---- Bloco de texto
Heloisa de Carvalho, 51, recém-filiada ao PT, com o pai, Olavo de Carvalho, no início dos anos 2000; ela rompeu relações com ele, guru do bolsonarismo - Imagem: Reprodução/Facebook

Eleitora do PT desde 1988, quando ajudou a eleger Luiza Erundina, atualmente deputada federal, para a prefeitura de São Paulo, Heloisa se filiou ao partido na segunda-feira (21). Formada em direito, professora de artesanato e prestadora de serviços de editoração eletrônica, é também autora do livro "Meu Pai, o Guru do Presidente" (Kotter Editorial), lançado em 2019. 

Para o ano que vem, pretende se candidatar a deputada estadual. Mas, ressalta, essa não é uma afronta ao pai, e sim ao que ele prega. "Minha bandeira é contra a 'olavosfera', o negacionismo e o obscurantismo". Alfabetizada adolescente porque o pai não achava necessário frequentar uma escola, também quer lutar pela educação por projetos de combate à violência contra a mulher e de igualdade de gênero.

Depois do rompimento, diz, viu o pai tendo um comportamento cada vez mais machista em seus comentários e ataques. "Ficou mais descarado. Eu era a queridinha dele e acho que romper comigo soltou as bruxas nele para atacar mulheres", avalia. Ela afirma discordar das ideias de Olavo, principalmente em relação às críticas à esquerda, mesmo antes de se afastarem. Hoje, não tem contato com mais ninguém da família: mãe, sete irmãos e 15 sobrinhos. "Só sinto falta das crianças."
--------
**Tarefas a fazer**
A – Segundo o texto sobre Heloisa de Carvalho, por que ela só aprendeu a ler e escrever na adolescência? Responda em uma a três frases.
B – Siga com o texto sobre Heloisa de Carvalho a partir da última frase.
---- Dados fornecidos
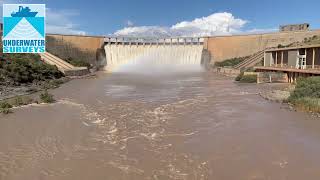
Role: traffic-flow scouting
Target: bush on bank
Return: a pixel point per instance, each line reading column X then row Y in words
column 78, row 63
column 16, row 69
column 5, row 107
column 306, row 95
column 251, row 78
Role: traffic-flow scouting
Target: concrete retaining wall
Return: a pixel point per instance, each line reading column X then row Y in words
column 226, row 47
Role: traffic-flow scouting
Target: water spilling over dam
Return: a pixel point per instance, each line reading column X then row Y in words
column 150, row 53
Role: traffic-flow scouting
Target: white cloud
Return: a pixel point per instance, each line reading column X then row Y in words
column 60, row 22
column 214, row 24
column 129, row 23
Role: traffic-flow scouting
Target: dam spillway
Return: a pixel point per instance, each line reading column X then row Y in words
column 173, row 51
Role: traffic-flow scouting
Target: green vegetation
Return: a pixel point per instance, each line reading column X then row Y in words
column 250, row 78
column 5, row 107
column 46, row 97
column 17, row 69
column 21, row 100
column 306, row 95
column 230, row 62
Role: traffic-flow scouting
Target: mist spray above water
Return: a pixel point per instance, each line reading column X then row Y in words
column 153, row 59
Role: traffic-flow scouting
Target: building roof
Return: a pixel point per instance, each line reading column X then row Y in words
column 294, row 47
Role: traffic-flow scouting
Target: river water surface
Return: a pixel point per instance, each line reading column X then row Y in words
column 187, row 125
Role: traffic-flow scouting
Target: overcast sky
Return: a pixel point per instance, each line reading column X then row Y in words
column 175, row 17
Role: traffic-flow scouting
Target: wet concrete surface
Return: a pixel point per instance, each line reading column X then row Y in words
column 178, row 126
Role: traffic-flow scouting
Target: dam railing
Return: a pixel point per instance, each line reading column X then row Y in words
column 154, row 41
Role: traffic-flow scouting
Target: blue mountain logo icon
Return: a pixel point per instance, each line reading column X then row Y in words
column 24, row 12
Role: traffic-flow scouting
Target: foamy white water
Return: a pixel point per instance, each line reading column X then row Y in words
column 138, row 57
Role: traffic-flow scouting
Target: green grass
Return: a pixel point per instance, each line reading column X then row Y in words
column 78, row 62
column 18, row 70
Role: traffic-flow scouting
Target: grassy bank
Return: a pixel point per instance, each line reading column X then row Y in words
column 306, row 95
column 250, row 78
column 22, row 74
column 7, row 105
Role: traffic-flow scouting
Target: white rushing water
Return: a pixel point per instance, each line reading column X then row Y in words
column 138, row 56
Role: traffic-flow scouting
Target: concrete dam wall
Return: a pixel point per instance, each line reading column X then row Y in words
column 151, row 54
column 219, row 48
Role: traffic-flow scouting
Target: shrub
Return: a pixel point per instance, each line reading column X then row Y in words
column 5, row 107
column 23, row 71
column 46, row 97
column 307, row 104
column 248, row 78
column 22, row 100
column 78, row 63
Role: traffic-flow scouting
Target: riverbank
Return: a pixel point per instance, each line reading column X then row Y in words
column 166, row 126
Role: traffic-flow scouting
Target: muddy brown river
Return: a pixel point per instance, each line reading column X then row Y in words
column 131, row 126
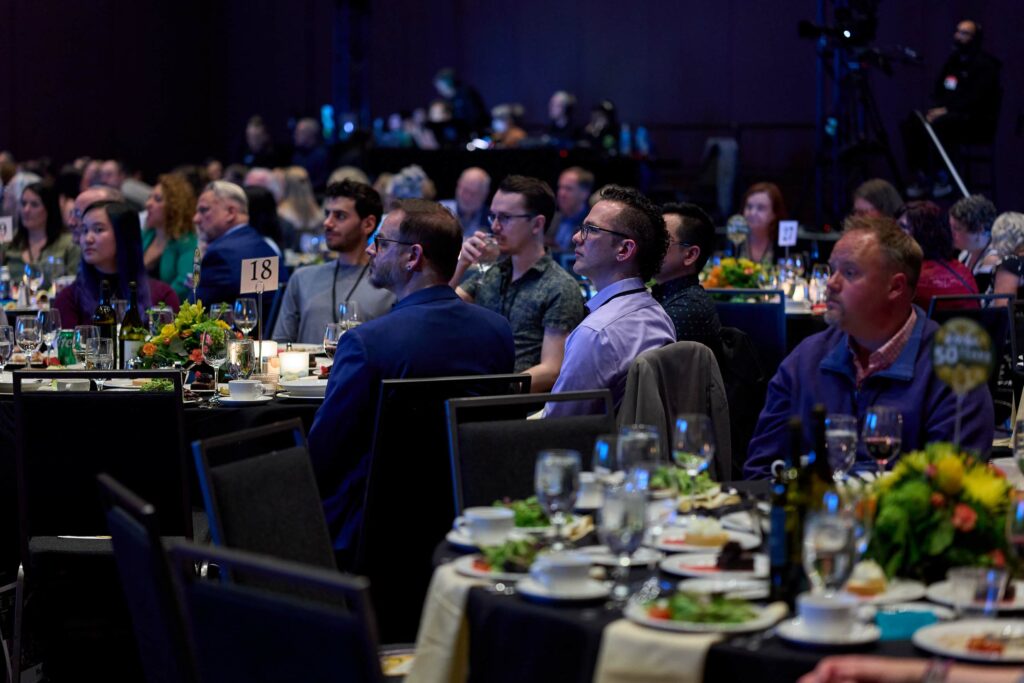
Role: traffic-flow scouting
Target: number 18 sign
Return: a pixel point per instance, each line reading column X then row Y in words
column 259, row 274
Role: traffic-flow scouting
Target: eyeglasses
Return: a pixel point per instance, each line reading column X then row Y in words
column 378, row 241
column 504, row 218
column 586, row 229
--------
**Respostas esperadas**
A – Heloisa só foi alfabetizada na adolescência porque o pai não achava necessário que ela frequentasse uma escola.

B –
Professora de artesanato, Heloísa conta que decidiu entrar para a política e se filiar ao PT após tomar a vacina contra a covid Imagem: Reprodução/Twitter @Carvalho_A_Helo.

UNIVERSA: Por que se filiou ao PT?

HELOISA DE CARVALHO: Desde 2019 penso em me filiar a um partido. Mas queria saber se teria apoio. Na condição em que estou hoje, até por ser filha do Olavo de Carvalho e combater o obscurantismo da direita, não seria só uma filiada a mais. Comecei a trocar ideia com o Paulo Teixeira [deputado federal pelo PT-SP], que conheci em um evento sobre cannabis medicinal — faço uso do óleo da planta para vários problemas de saúde e também milito pela causa. E decidi me filiar na segunda (21), após tomar a primeira dose da vacina contra a covid. Foi uma atitude de revolta por todo o ataque que meu pai faz ao isolamento, questionando a covid, as vítimas, foi um dia com uma simbologia muito grande para mim.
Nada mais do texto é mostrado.